Set task =>
Copy out the data below, from the line with "the laptop screen, imagine" to the line with "[[223, 85]]", including both of those lines. Leave the pictures out of your copy.

################

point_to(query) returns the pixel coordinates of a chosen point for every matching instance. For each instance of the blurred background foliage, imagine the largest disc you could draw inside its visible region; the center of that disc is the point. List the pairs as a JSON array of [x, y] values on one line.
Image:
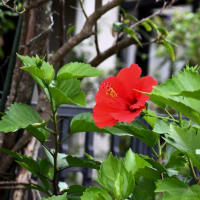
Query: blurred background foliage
[[184, 36]]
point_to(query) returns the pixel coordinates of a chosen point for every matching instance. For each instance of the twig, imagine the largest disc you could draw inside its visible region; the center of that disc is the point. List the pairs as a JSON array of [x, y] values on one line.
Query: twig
[[13, 183], [151, 16], [35, 4], [115, 49], [83, 10], [13, 9], [84, 33], [40, 34]]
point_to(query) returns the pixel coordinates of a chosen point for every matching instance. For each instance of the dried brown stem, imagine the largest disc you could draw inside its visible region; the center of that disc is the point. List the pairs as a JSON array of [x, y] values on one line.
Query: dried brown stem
[[112, 50], [85, 32], [98, 3]]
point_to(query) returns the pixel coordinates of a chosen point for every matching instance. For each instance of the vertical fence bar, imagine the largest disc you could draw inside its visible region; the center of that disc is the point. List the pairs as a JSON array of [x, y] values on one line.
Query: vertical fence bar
[[115, 145], [64, 131], [89, 148]]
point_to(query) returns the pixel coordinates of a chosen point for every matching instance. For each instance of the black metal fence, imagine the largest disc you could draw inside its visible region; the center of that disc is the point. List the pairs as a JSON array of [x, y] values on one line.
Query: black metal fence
[[66, 113]]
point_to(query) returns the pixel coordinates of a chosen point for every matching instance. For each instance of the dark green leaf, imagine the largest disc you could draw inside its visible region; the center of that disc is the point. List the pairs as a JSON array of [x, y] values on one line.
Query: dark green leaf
[[59, 197], [114, 177], [82, 162], [170, 49], [95, 193], [186, 140], [39, 132], [133, 162], [164, 94], [146, 26], [77, 70], [161, 126], [19, 116], [61, 158], [70, 30], [175, 189]]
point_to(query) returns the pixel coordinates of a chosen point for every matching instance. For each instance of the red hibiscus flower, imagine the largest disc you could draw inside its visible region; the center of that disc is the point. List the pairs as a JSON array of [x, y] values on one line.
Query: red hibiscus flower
[[119, 98]]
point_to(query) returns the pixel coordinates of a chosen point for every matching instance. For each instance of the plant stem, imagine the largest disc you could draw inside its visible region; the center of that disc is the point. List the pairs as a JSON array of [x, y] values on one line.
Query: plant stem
[[154, 152], [159, 151], [180, 119], [192, 170], [56, 143]]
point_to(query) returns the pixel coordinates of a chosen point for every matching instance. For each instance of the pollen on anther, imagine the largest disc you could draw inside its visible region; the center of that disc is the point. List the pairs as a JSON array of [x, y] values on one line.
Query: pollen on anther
[[111, 92]]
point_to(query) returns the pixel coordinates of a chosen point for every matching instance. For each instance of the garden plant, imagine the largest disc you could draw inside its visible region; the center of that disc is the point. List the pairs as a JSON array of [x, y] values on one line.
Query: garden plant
[[171, 174]]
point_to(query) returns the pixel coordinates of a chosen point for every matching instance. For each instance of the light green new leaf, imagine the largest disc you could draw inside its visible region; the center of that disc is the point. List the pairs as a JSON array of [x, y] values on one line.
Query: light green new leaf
[[114, 177], [38, 68], [161, 126], [132, 33], [61, 159], [186, 140], [84, 122], [170, 49], [18, 116], [67, 92], [95, 193], [133, 162], [40, 133], [58, 197], [77, 70], [166, 94], [174, 189], [147, 26]]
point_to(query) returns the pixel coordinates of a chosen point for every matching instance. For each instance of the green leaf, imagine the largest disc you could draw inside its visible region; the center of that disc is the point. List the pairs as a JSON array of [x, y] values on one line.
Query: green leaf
[[67, 92], [74, 192], [70, 30], [144, 190], [77, 70], [61, 159], [95, 193], [59, 197], [132, 33], [118, 27], [24, 161], [164, 94], [133, 162], [38, 68], [175, 189], [114, 177], [39, 133], [84, 122], [170, 49], [161, 126], [82, 162], [18, 116], [186, 140], [146, 26]]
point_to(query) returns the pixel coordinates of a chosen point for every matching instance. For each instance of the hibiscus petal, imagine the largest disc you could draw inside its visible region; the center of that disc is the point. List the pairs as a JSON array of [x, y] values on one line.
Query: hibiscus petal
[[111, 90], [102, 117], [127, 116], [130, 76]]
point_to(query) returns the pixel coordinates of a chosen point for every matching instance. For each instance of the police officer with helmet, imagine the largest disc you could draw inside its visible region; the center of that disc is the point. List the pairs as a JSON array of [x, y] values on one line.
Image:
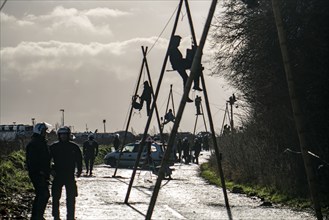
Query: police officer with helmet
[[90, 152], [38, 165], [67, 157]]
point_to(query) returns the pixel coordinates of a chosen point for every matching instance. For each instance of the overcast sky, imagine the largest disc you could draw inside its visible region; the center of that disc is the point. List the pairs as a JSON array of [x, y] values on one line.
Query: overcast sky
[[85, 57]]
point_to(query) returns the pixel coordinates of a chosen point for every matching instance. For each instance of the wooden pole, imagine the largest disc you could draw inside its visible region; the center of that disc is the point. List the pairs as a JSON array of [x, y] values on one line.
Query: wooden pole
[[298, 115]]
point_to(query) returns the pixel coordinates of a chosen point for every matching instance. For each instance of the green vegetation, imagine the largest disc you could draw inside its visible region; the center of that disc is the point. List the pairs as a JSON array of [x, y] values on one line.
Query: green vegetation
[[267, 193], [248, 55], [15, 186], [102, 151]]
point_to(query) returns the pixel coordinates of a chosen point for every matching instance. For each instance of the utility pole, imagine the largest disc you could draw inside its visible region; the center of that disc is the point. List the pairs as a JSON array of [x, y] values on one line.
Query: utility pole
[[232, 100], [62, 110], [33, 121], [297, 112], [104, 122]]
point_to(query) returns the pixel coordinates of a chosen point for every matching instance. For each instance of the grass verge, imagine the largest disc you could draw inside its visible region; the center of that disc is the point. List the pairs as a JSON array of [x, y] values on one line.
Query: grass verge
[[265, 193], [15, 186], [102, 151]]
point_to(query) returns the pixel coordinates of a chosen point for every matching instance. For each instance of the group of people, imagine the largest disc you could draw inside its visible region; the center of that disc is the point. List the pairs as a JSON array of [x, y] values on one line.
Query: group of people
[[58, 162], [184, 150]]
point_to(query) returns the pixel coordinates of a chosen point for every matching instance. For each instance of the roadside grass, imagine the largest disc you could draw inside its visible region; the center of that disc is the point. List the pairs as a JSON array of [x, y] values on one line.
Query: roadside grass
[[15, 186], [264, 193], [102, 151]]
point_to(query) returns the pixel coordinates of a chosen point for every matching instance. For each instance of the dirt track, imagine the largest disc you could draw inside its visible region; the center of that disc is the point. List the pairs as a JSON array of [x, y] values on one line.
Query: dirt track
[[187, 196]]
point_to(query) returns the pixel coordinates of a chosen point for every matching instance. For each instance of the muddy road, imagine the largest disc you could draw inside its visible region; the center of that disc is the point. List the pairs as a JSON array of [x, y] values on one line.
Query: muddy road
[[187, 196]]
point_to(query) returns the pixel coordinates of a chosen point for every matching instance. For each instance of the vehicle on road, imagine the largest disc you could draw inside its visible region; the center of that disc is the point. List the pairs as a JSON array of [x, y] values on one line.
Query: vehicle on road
[[129, 155]]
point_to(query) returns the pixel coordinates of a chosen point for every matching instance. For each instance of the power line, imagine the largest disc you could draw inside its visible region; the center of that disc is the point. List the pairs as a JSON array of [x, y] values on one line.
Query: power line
[[163, 30], [3, 4]]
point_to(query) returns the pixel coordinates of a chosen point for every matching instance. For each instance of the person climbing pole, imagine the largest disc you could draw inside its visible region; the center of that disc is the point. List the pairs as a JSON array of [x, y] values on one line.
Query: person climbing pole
[[197, 102], [146, 96], [180, 64]]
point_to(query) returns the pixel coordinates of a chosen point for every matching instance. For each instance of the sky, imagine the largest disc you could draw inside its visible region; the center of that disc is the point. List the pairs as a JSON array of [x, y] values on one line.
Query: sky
[[85, 57]]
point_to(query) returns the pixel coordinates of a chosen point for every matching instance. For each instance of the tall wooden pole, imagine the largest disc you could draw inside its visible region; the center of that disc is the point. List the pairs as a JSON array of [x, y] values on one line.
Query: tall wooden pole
[[153, 106], [298, 115], [194, 70]]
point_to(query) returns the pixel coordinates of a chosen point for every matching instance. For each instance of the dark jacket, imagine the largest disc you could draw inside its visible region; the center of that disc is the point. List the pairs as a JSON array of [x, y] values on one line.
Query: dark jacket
[[38, 157], [90, 148], [66, 156], [176, 59]]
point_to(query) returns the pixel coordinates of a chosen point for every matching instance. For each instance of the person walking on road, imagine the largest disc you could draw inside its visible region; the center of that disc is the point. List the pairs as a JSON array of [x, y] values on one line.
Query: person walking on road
[[186, 150], [116, 142], [197, 150], [38, 165], [67, 157], [90, 152]]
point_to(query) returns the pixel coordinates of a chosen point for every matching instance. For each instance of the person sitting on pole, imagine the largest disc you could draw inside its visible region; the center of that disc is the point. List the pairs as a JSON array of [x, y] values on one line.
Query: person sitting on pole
[[169, 117], [197, 102], [180, 64], [146, 96]]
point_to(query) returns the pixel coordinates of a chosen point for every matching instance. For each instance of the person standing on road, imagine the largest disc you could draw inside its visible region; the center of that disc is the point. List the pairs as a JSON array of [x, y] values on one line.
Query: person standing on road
[[186, 150], [179, 149], [197, 150], [116, 142], [90, 152], [38, 165], [66, 156], [147, 97]]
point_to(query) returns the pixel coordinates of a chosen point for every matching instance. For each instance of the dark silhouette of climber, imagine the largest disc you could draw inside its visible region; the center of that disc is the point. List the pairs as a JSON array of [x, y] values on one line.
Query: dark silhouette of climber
[[146, 96], [180, 64], [169, 117], [197, 102]]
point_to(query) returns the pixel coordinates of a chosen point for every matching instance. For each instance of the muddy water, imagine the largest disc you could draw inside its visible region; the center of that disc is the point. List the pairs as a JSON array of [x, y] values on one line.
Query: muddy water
[[187, 196]]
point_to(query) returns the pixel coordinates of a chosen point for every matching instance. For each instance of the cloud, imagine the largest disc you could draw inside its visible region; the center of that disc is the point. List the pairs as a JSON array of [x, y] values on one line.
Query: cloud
[[32, 59], [62, 24]]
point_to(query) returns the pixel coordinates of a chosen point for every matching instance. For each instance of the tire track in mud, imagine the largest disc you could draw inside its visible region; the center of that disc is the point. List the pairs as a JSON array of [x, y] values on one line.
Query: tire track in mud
[[187, 196]]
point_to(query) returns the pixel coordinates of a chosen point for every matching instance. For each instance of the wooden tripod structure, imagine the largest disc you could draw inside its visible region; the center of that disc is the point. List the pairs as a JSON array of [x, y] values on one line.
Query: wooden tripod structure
[[195, 71], [144, 65], [196, 119]]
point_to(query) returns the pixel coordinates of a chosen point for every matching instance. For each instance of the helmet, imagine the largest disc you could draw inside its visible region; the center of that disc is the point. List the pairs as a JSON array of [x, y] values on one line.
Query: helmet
[[40, 127], [64, 130]]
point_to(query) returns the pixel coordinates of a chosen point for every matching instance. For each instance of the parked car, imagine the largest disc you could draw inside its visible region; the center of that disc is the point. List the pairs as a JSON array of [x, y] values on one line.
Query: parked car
[[129, 155]]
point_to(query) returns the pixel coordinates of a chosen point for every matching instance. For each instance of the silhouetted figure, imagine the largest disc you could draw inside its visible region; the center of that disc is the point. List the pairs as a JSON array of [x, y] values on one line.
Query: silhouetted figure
[[227, 129], [179, 149], [116, 142], [205, 143], [136, 105], [169, 117], [38, 165], [146, 96], [180, 64], [197, 150], [66, 156], [90, 151], [197, 103], [186, 150]]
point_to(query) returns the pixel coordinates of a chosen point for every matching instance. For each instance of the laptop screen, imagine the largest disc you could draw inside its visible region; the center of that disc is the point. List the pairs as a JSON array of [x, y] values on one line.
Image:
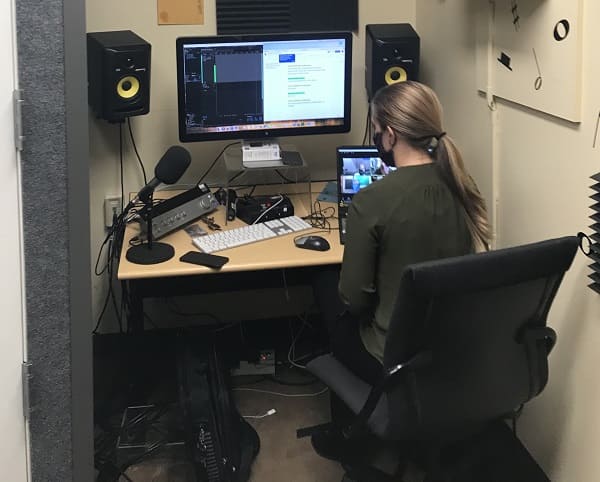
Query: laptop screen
[[358, 166]]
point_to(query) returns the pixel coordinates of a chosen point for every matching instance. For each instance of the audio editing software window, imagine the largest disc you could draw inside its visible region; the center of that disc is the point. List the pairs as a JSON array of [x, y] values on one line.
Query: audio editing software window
[[223, 85]]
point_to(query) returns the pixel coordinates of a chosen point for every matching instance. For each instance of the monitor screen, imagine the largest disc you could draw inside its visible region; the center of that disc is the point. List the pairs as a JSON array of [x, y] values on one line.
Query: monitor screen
[[263, 86]]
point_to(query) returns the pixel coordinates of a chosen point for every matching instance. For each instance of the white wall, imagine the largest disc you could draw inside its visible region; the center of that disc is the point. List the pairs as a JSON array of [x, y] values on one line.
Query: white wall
[[542, 183], [155, 132]]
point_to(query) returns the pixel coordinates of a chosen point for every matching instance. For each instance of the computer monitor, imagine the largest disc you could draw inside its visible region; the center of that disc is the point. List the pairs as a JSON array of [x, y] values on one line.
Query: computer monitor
[[263, 86]]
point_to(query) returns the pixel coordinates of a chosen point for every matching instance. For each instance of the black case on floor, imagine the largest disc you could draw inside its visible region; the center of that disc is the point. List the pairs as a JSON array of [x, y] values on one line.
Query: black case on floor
[[221, 444]]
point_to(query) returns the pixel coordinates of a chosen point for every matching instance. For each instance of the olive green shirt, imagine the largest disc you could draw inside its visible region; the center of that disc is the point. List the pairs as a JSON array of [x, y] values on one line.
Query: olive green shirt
[[407, 217]]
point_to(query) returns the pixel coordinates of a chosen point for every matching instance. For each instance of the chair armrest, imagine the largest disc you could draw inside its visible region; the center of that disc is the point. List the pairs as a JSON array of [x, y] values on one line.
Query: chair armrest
[[390, 377]]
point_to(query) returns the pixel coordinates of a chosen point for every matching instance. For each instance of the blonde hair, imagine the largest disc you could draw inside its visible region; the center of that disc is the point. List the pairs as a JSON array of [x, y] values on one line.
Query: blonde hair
[[413, 111]]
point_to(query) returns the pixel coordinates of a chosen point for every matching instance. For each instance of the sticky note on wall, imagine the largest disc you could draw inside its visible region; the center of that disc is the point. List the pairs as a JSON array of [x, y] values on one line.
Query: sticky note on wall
[[180, 12]]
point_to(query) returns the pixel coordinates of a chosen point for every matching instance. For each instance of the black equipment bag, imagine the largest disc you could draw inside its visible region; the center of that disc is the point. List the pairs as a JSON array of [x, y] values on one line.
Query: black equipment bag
[[221, 444]]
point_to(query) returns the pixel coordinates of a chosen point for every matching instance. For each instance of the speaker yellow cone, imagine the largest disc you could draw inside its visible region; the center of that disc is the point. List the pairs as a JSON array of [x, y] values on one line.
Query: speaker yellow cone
[[128, 87], [395, 74]]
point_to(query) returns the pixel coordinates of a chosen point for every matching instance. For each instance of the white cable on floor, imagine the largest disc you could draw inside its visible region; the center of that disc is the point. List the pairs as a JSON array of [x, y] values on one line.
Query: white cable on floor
[[270, 412], [291, 395]]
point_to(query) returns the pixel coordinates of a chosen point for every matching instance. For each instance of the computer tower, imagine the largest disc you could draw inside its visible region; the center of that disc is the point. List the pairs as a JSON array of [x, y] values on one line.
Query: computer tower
[[118, 74], [391, 55]]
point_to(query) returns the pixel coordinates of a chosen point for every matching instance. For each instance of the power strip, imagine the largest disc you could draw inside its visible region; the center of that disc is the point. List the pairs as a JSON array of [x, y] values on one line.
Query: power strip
[[264, 366]]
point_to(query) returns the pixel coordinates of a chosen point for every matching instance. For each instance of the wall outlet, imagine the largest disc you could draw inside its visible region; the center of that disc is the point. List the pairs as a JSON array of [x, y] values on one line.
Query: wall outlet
[[112, 208]]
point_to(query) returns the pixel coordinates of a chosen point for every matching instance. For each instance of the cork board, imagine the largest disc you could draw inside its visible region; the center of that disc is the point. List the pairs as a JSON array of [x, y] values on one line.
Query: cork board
[[180, 12]]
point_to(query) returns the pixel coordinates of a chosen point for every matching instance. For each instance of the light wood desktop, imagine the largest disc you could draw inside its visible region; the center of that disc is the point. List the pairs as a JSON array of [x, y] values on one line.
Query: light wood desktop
[[273, 253], [175, 277]]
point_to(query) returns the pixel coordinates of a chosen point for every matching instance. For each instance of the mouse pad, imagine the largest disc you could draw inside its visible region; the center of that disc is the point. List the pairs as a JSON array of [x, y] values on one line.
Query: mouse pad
[[329, 193]]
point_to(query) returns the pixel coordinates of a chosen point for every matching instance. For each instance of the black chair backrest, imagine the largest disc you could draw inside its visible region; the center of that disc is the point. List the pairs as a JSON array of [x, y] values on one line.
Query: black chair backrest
[[474, 314]]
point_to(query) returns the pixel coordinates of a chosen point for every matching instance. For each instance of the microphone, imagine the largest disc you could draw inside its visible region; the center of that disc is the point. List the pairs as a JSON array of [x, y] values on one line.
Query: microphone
[[168, 170]]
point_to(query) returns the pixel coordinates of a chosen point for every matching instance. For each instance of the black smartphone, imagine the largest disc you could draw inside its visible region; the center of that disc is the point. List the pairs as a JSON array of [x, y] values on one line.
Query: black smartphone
[[204, 259]]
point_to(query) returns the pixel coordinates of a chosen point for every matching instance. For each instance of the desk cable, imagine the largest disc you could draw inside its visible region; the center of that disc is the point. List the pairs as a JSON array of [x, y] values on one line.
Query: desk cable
[[215, 161]]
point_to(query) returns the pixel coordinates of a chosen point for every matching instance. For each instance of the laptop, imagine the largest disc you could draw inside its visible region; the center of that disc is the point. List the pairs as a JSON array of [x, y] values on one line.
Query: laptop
[[357, 167]]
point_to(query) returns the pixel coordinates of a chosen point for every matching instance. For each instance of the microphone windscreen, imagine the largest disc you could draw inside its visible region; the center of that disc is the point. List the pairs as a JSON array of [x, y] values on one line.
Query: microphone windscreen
[[172, 165]]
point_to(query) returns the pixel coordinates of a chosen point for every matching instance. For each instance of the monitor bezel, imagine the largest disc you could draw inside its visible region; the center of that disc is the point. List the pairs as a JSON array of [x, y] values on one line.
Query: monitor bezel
[[185, 136]]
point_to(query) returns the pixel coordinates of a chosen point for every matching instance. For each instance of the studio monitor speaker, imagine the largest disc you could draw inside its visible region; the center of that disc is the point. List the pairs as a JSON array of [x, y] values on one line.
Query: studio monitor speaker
[[391, 55], [118, 74]]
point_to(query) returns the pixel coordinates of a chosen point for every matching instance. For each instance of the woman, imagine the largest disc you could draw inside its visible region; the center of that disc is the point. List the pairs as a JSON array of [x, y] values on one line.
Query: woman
[[428, 208]]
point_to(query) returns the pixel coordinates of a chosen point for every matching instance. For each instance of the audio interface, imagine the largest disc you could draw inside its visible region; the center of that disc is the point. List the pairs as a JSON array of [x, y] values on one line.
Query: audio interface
[[176, 212]]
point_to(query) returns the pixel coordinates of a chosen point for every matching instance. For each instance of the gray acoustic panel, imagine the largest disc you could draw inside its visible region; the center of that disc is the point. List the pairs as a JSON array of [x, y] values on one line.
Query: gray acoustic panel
[[279, 16], [595, 236]]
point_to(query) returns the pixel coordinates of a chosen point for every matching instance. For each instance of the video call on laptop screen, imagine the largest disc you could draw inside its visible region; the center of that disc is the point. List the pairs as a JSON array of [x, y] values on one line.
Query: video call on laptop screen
[[357, 168]]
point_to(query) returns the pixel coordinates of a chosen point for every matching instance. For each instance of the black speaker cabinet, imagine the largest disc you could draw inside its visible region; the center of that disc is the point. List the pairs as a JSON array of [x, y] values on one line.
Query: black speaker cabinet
[[118, 74], [391, 55]]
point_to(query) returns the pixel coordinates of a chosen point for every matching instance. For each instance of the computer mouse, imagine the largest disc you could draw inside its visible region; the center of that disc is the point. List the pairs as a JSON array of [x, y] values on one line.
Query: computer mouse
[[316, 243]]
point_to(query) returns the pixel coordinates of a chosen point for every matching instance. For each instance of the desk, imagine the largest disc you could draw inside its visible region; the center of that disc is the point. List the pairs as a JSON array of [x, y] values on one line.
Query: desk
[[268, 257]]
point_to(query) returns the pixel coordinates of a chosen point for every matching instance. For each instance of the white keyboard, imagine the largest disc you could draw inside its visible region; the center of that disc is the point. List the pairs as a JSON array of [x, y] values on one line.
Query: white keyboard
[[252, 233]]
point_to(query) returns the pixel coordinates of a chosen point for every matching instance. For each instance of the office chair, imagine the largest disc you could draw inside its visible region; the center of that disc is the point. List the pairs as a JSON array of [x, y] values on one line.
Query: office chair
[[467, 346]]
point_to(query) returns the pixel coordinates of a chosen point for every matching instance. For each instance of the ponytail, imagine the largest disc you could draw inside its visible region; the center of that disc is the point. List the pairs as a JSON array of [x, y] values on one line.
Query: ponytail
[[448, 158]]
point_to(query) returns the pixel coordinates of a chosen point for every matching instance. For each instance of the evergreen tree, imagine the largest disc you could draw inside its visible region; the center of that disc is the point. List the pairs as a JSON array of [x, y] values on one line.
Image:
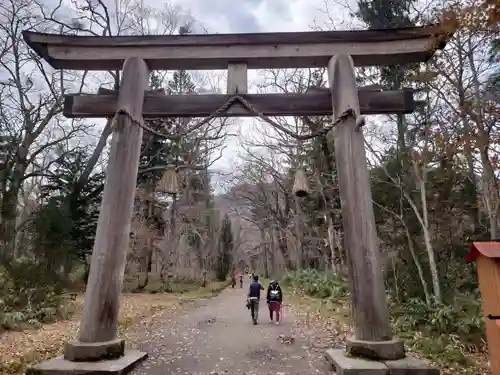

################

Solution to this exercise =>
point_to(query) returns the pixel coordinates of a chosen point for every matching instance. For each instance of the laptop screen, imagine the largest disc you could draw inside its visible region; the center of that disc is the point. List the pairs as a JSON array of [x, y] values on one line.
Image:
Query: laptop screen
[[358, 166]]
point_to(query) returns the pixel coordinates of a chosen point for every matching instance. For each instance of the audio editing software window, imagine the largest disc you could draw inside its visible region; the center of that disc is the point. List the pairs as a JSON array of [x, y] values on one line.
Query: audio editing software window
[[223, 85]]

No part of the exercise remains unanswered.